» WORK TO COMPLETE
Please output the rows below as a JSON list of strings, one string per line with blank lines omitted, beginning at the first line and stopping after the line that contains "rough mask: <svg".

» INFORMATION GIVEN
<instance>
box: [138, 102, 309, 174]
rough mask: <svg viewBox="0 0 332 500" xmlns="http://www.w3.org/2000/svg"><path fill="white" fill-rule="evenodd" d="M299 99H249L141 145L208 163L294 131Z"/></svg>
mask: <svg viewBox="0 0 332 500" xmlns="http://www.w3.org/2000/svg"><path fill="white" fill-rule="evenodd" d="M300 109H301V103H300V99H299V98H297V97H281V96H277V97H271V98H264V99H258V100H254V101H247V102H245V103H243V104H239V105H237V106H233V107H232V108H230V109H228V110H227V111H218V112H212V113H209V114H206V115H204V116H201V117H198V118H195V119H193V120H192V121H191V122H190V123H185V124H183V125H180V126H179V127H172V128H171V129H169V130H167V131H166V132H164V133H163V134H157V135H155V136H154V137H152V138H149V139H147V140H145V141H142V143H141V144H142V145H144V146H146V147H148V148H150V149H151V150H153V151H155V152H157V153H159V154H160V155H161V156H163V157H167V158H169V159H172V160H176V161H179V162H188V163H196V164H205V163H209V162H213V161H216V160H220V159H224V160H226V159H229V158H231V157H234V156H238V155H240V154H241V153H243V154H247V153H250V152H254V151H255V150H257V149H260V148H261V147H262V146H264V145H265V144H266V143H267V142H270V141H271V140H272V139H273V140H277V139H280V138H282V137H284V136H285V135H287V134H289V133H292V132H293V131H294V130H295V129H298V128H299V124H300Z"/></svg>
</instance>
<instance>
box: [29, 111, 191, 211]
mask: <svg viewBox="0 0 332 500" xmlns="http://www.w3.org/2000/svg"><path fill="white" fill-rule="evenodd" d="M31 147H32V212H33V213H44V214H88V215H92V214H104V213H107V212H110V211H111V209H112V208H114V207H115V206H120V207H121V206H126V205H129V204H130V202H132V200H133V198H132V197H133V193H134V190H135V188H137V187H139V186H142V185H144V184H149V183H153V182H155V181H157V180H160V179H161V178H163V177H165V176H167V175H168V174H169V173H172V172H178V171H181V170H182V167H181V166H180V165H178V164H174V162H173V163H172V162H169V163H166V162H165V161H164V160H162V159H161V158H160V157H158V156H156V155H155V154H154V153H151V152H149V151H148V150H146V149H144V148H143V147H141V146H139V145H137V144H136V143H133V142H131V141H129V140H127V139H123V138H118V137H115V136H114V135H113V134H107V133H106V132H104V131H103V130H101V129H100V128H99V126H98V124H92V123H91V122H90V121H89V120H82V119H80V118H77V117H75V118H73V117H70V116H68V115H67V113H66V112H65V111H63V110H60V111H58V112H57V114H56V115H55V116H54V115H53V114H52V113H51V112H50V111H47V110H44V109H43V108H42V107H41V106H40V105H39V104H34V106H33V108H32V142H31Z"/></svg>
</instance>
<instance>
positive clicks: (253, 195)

» SOLVED EXERCISE
[
  "<instance>",
  "box: [138, 102, 309, 174]",
  "rough mask: <svg viewBox=\"0 0 332 500\" xmlns=\"http://www.w3.org/2000/svg\"><path fill=\"white\" fill-rule=\"evenodd\" d=\"M299 99H249L141 145L208 163L294 131Z\"/></svg>"
]